Technology

Myosin regulatory light chain 3 (MRCL3) is a subunit of the myosin regulatory light chain which is though to play a specific role myosin regulation. This gene is coded by four exons and has similar calcium-binding domain to a retinal specific gene, Recoverin, which is involved in visual excitation and light adaption (Dizhoor, 2002). A study on the genomic structure and organization of candidate genes that causes myopia, which is a common eye disorder, showed that MRCL3 is expressed in ocular tissues of myopia patients.

However, mutation screenings showed that induced polymorphism of the gene were not associated with the disease (Scavello et al, 2005). Another study found that MRCL3 may play a role in the regulation of muscle filament assembly and reorganization in muscle cells. The study found that diphosphorylated MRCL3 is necessary for the organization of stress fibers and contractile rings during cell division (Iwasaki et al, 2001).

MATERIAL SUPPLIED >>
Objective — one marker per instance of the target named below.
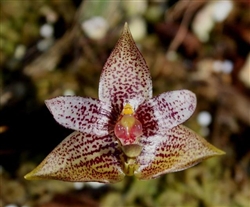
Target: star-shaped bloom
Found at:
(126, 131)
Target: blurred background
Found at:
(58, 47)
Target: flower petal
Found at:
(82, 157)
(86, 115)
(125, 76)
(180, 149)
(166, 111)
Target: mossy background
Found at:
(72, 63)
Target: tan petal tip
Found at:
(33, 175)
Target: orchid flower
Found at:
(126, 131)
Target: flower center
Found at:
(128, 128)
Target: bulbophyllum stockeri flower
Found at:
(126, 131)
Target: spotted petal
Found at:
(166, 111)
(125, 76)
(179, 149)
(86, 115)
(82, 157)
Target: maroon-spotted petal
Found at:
(82, 157)
(86, 115)
(179, 149)
(166, 111)
(125, 76)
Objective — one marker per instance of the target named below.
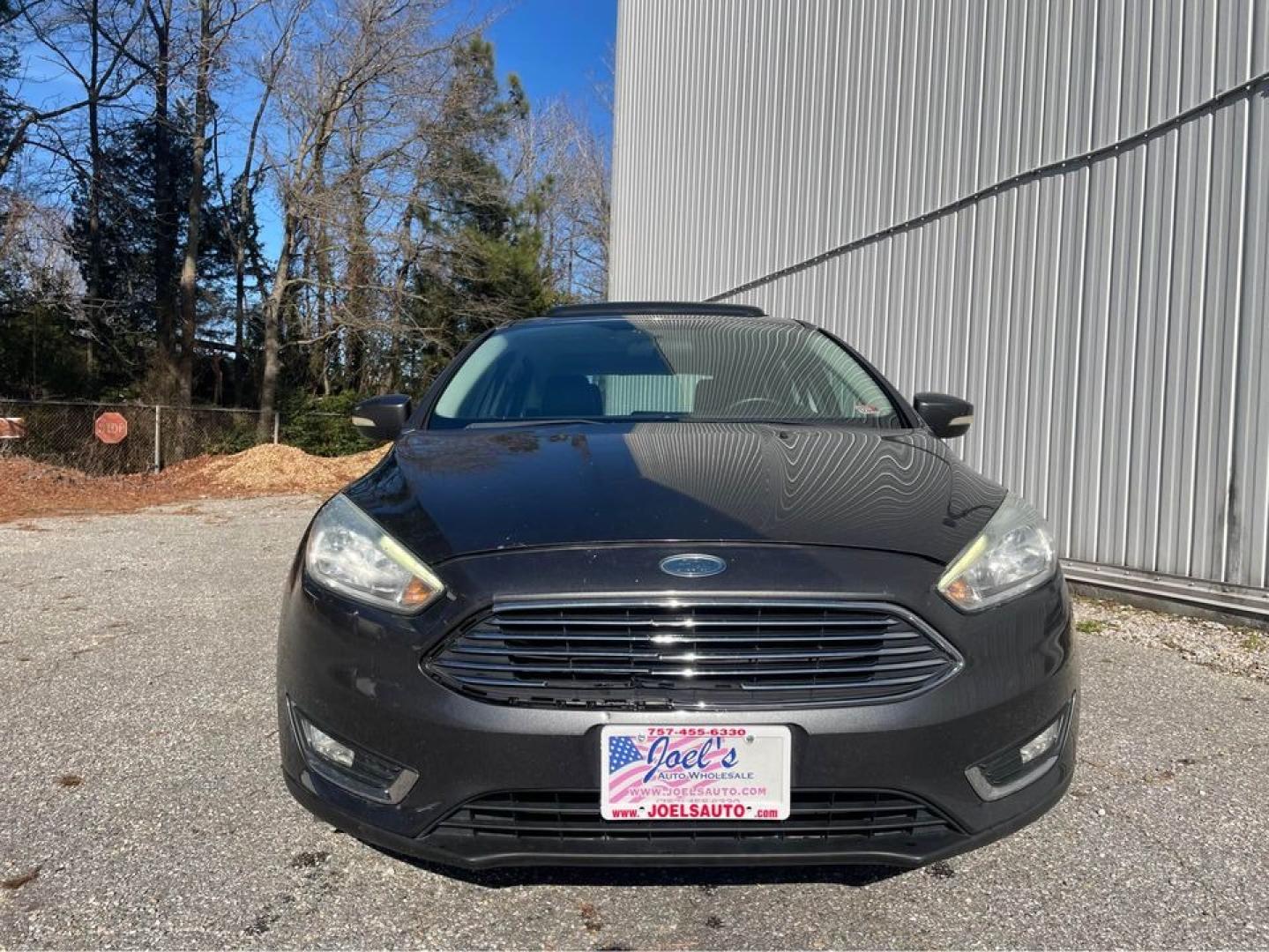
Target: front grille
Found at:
(702, 654)
(826, 815)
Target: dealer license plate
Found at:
(694, 773)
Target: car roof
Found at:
(633, 309)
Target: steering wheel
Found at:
(743, 401)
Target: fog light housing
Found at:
(349, 766)
(1022, 764)
(325, 746)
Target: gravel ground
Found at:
(138, 777)
(1235, 650)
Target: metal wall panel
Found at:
(1108, 315)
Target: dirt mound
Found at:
(29, 488)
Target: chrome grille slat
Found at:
(671, 653)
(572, 636)
(581, 653)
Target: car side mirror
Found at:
(948, 416)
(382, 417)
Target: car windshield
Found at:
(661, 368)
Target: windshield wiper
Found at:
(497, 424)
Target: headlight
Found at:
(1011, 554)
(350, 554)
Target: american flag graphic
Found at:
(629, 764)
(622, 752)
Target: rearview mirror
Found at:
(382, 417)
(948, 416)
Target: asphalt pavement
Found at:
(141, 803)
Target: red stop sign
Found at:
(110, 428)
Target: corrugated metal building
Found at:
(1055, 208)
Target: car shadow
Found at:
(702, 877)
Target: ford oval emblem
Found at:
(693, 566)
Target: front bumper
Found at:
(357, 672)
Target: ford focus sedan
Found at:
(674, 584)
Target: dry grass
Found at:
(29, 489)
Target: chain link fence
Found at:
(107, 439)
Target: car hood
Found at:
(456, 492)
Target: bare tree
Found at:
(349, 118)
(216, 23)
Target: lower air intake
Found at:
(847, 818)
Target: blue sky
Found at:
(558, 47)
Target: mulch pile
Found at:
(29, 488)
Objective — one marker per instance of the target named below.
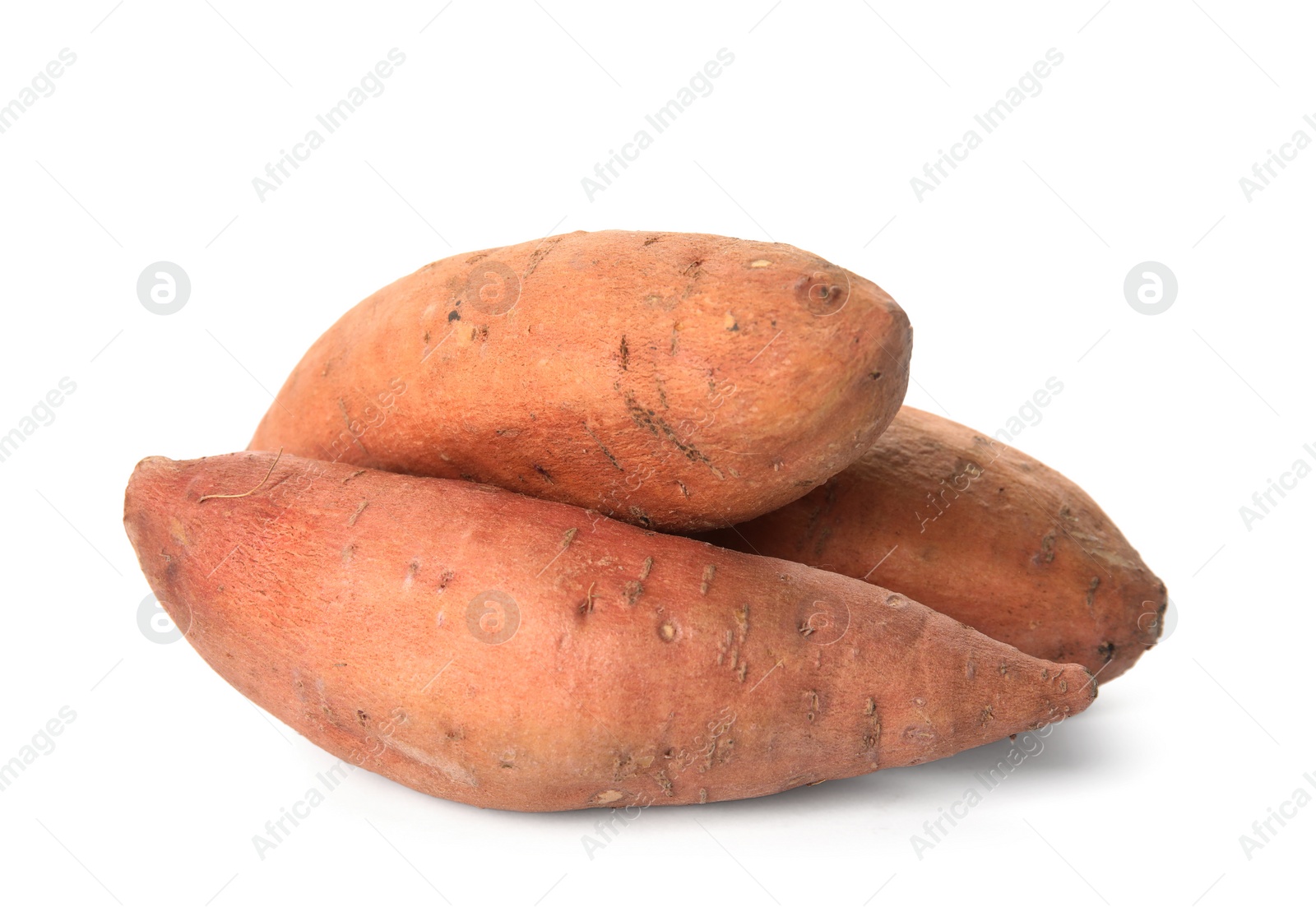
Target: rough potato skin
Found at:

WHAT IS NEEDED >>
Carry the passage on myosin regulatory light chain 3 further, picking up after its final sentence.

EXERCISE OUTPUT >>
The role of MRLC3 in cancer is not clear although studies suggest that the function of MRCL3 in cell migration maybe be involved in cell invasion in metastatic cancer (Nguyen, Hussaini  Gonias, 1998 Tohtong et al, 2003). Cancer cell lines treated with inhibitors of myosin light chain kinase (MLCK), which regulates the phosphorylation of MRLC3, showed marked reduction of invasiveness in in vitro invasion assays. The reduction in tumor cell invasion was mainly due to impaired cellular motility (Tohtong et al, 2003). This result is consistent with the stimulation of cell migration in breast cancer cells after treatment with urokinase-type plasminogen activator which stimulates phosphorylation of MRCL3 (Nguyen, Hussaini  Gonias, 1998). While it is apparent that the role of MRLC3 in cell migration is significant in cancer metastasis and invasiveness, other cell functions of MRCL3 may be involved in pathophysiological processes involved in cancer.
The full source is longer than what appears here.